**Exercise requirements**
The data below is to be set down exactly.

- - - - - - -

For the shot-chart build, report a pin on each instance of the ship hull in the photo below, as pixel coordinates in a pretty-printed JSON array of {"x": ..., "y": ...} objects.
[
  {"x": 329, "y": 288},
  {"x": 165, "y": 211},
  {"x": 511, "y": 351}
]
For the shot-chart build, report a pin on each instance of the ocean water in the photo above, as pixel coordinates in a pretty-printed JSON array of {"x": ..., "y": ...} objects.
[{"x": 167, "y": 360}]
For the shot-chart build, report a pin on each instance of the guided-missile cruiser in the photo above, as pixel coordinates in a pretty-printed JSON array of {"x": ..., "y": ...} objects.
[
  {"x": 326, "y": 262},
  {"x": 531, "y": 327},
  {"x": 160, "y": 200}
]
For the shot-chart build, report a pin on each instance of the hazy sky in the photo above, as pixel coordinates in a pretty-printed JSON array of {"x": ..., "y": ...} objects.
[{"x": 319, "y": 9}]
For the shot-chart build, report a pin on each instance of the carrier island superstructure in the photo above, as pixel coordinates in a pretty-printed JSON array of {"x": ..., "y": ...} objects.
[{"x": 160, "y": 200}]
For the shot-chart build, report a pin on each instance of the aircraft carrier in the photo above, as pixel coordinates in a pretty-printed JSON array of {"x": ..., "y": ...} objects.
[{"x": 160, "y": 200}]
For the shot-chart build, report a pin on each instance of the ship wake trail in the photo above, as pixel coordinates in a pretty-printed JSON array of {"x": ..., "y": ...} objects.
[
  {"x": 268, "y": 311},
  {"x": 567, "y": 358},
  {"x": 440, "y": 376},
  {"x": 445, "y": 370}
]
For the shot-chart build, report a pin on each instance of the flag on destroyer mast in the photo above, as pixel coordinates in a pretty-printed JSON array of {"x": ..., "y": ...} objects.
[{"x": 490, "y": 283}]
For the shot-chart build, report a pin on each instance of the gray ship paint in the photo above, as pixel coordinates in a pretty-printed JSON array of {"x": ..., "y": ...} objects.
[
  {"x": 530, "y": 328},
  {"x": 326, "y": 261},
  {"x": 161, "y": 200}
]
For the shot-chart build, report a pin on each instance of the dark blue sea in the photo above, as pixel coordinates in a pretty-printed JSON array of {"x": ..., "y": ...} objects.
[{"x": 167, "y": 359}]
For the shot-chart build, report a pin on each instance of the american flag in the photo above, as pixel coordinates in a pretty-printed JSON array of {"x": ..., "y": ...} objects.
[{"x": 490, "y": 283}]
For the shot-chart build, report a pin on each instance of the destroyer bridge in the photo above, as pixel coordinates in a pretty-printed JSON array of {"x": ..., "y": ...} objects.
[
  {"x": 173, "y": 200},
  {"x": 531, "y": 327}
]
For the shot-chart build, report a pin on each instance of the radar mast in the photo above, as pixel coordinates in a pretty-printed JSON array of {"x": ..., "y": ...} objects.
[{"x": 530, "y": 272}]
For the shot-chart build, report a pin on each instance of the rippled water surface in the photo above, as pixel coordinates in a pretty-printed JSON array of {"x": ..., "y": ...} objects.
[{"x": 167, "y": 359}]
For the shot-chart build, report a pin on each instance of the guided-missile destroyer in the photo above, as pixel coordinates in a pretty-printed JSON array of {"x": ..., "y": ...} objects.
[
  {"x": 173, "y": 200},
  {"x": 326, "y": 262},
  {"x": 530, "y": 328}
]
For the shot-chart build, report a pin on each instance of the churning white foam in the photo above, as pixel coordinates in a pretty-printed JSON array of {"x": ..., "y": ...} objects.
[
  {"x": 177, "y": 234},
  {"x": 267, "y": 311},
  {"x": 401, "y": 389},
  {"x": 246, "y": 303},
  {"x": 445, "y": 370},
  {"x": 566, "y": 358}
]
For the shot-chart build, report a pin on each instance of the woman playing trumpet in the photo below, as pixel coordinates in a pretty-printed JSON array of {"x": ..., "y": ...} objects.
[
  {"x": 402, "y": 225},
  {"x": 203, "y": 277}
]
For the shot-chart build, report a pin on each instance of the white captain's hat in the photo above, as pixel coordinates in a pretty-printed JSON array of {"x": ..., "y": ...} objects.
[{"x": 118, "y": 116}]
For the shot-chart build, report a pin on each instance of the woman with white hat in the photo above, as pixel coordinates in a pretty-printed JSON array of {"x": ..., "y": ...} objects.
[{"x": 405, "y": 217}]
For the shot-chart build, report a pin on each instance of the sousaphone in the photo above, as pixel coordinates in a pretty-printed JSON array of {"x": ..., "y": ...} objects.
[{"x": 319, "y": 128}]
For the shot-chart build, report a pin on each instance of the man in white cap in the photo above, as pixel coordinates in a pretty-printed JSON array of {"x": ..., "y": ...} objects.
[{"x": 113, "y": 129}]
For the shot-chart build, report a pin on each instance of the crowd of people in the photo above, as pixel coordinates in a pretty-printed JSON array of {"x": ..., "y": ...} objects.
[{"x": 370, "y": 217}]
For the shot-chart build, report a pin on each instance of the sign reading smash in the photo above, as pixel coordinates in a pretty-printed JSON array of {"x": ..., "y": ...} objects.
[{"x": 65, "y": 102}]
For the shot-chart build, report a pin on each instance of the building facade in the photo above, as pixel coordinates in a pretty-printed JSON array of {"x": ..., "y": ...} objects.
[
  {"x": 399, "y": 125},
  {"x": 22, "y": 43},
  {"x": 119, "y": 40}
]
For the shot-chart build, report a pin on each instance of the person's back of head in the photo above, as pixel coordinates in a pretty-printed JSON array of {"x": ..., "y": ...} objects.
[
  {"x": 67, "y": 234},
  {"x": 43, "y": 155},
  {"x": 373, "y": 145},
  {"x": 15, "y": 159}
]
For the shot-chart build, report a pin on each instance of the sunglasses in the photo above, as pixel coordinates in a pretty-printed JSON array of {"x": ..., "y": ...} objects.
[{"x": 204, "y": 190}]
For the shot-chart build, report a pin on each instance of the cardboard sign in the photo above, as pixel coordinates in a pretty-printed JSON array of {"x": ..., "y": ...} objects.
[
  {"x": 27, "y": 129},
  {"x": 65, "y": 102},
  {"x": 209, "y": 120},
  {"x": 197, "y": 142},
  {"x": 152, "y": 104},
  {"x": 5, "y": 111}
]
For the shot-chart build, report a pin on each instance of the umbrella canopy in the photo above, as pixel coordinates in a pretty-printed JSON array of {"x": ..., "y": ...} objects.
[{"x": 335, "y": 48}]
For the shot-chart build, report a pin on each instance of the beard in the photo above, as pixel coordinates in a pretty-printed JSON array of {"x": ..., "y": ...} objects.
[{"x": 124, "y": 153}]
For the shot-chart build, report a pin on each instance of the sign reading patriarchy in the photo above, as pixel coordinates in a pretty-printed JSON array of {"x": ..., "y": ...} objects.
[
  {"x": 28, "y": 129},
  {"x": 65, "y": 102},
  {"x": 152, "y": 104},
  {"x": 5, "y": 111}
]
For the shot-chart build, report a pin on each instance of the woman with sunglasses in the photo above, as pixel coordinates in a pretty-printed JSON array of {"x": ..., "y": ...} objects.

- - - - - - -

**Task output**
For the shot-chart build, report a pin on each instance of the ship hull in the photo below, as pixel coordinates in a pretty-printed JSON array of {"x": ..., "y": ...} objects.
[
  {"x": 329, "y": 288},
  {"x": 165, "y": 211},
  {"x": 511, "y": 351}
]
For the shot-chart build, report a pin on each instance of the ocean water in the photo above, as pixel coordinates in a pretty-printed JSON array of {"x": ..., "y": ...} objects.
[{"x": 167, "y": 360}]
For the shot-chart build, report a pin on each instance of the guided-missile cruiser in the photo above, as pixel coordinates in a pretty-printed JSON array of {"x": ..., "y": ...} objects.
[
  {"x": 326, "y": 262},
  {"x": 531, "y": 327},
  {"x": 160, "y": 200}
]
For the shot-chart build, report a pin on each instance of the hazy sky in the photo above, as pixel coordinates in a pretty-printed JSON array of {"x": ..., "y": ...} objects.
[{"x": 319, "y": 9}]
For the shot-chart build, report a pin on each instance of the carrier island superstructure in the photo above, as pixel coordinates in a pretty-printed JSON array of {"x": ..., "y": ...} objects.
[{"x": 160, "y": 200}]
For the shot-chart build, report a pin on each instance of the aircraft carrier in the photo above, as pixel coordinates in a pretty-printed JSON array of {"x": ..., "y": ...} objects.
[{"x": 160, "y": 200}]
For the shot-chart build, report a pin on each instance of the ship wake trail in the photo above, as pixel coordinates in a pretty-printed JSON array of {"x": ..., "y": ...} objects.
[
  {"x": 268, "y": 311},
  {"x": 567, "y": 358},
  {"x": 440, "y": 376},
  {"x": 445, "y": 370}
]
For the shot-chart build, report a pin on each instance of the flag on destroyer mast in the photo above, as pixel coordinates in a pretty-printed JSON array of {"x": ..., "y": ...} objects.
[{"x": 490, "y": 283}]
For the shot-chart build, report a pin on each instance of the gray ship paint in the photo above, as pixel coordinates in a pretty-printed JSON array of {"x": ..., "y": ...} objects.
[
  {"x": 530, "y": 328},
  {"x": 326, "y": 261},
  {"x": 161, "y": 200}
]
For the shot-chart build, report a pin on each instance of the dark blue sea in the photo above, as pixel coordinates in a pretty-printed JSON array of {"x": ..., "y": ...} objects.
[{"x": 167, "y": 359}]
For the shot-chart build, report a pin on each instance of the american flag in the photo above, as pixel coordinates in a pretty-printed JSON array of {"x": ..., "y": ...} objects.
[{"x": 490, "y": 283}]
For the shot-chart build, report a pin on each instance of the destroyer bridge in the photo above, as pixel coordinates in a pretty-printed JSON array of {"x": ..., "y": ...} objects.
[
  {"x": 173, "y": 200},
  {"x": 531, "y": 327}
]
For the shot-chart build, report a pin on each instance of the radar mast in the photo above, as pixel coordinates in a pretty-printed JSON array of {"x": ..., "y": ...} objects.
[{"x": 530, "y": 272}]
For the shot-chart build, report a pin on each instance of the rippled water surface in the photo above, as pixel coordinates in a pretty-printed JSON array of {"x": ..., "y": ...} objects.
[{"x": 167, "y": 359}]
For the shot-chart build, report a pin on each instance of the guided-missile destroyer in the photo above, as pixel coordinates in a pretty-printed JSON array of {"x": ..., "y": ...} objects.
[
  {"x": 173, "y": 200},
  {"x": 326, "y": 262},
  {"x": 530, "y": 328}
]
For the shot-chart build, report a pin on each instance of the churning white foam in the photo above, as pixel coordinates in a pretty-printed JSON array of {"x": ..., "y": ...} objects.
[
  {"x": 177, "y": 234},
  {"x": 267, "y": 311},
  {"x": 401, "y": 389},
  {"x": 246, "y": 303},
  {"x": 445, "y": 370},
  {"x": 566, "y": 358}
]
For the shot-chart build, report a pin on each instance of the woman playing trumpet in the photo below, as pixel coordinates in a pretty-printed JSON array of {"x": ..., "y": ...} objects.
[
  {"x": 402, "y": 225},
  {"x": 203, "y": 277}
]
For the shot-chart build, report a pin on each instance of the white captain's hat in the photo above, as pixel coordinates in a pretty-printed JSON array of {"x": ..., "y": ...} objects.
[{"x": 118, "y": 116}]
For the shot-chart build, report a pin on each instance of the woman with white hat in the photo above, as pixel coordinates in a pretty-printed JSON array of {"x": ..., "y": ...} objects.
[{"x": 405, "y": 217}]
For the shot-chart build, report a pin on each instance of the sousaphone in the photo above, as pixel coordinates in a pretty-printed JSON array of {"x": ..., "y": ...} objects.
[{"x": 319, "y": 128}]
For the shot-chart build, report a pin on each instance of the man in white cap in the photo above, as pixel coordinates in a pretty-printed JSON array of {"x": ..., "y": ...} objects.
[{"x": 113, "y": 129}]
For the shot-chart build, report a pin on each instance of the crowd of people in the photo above, as pixel coordinates in a pretty-printed JSON array of {"x": ..., "y": ...} objects.
[{"x": 370, "y": 217}]
For the shot-chart build, report a pin on each instance of the sign reading smash in the photo above, as pixel coordinates in a pretty-printed JSON array of {"x": ..., "y": ...} objects.
[{"x": 65, "y": 102}]
For the shot-chart build, report a pin on each instance of the building facade in the photo above, as pixel coordinates in a pretty-printed JSON array of {"x": ..., "y": ...} objects.
[
  {"x": 399, "y": 125},
  {"x": 22, "y": 43},
  {"x": 119, "y": 40}
]
For the shot-chart build, report a pin on each instance of the person's back of head in the photo above, as pixel coordinates in a pretty-printed JSON array of {"x": ..., "y": ...} objects.
[
  {"x": 67, "y": 234},
  {"x": 43, "y": 155},
  {"x": 373, "y": 145},
  {"x": 15, "y": 159}
]
For the shot-chart build, report a pin on each instance of the sunglasses in the photo above, as pixel coordinates in a pretty-printed JSON array of {"x": ..., "y": ...} objects.
[{"x": 204, "y": 190}]
For the shot-chart build, report a pin on each instance of the cardboard sign in the photo above, as pixel coordinates in a pretty-printed JSON array of {"x": ..., "y": ...} objects.
[
  {"x": 27, "y": 129},
  {"x": 65, "y": 102},
  {"x": 209, "y": 120},
  {"x": 197, "y": 142},
  {"x": 152, "y": 104},
  {"x": 5, "y": 111}
]
For the shot-chart build, report a pin on each instance of the umbrella canopy in the photo above, as pixel coordinates in a pretty-printed JSON array of {"x": ..., "y": ...} objects.
[{"x": 335, "y": 48}]
For the shot-chart build, report a pin on each instance of the beard in the photo above, as pixel coordinates in a pretty-printed JSON array of {"x": ..., "y": ...} objects.
[{"x": 124, "y": 153}]
For the shot-chart build, report a pin on each instance of the sign reading patriarchy in the photo above, as pixel coordinates in a pretty-printed JSON array of {"x": ..., "y": ...} objects.
[
  {"x": 28, "y": 129},
  {"x": 65, "y": 102},
  {"x": 152, "y": 104},
  {"x": 5, "y": 111}
]
For the shot-chart build, report a pin on each instance of the woman with sunglasses in the photo above, as pixel coordinates in a pretty-printed JSON array of {"x": ..., "y": ...} objects.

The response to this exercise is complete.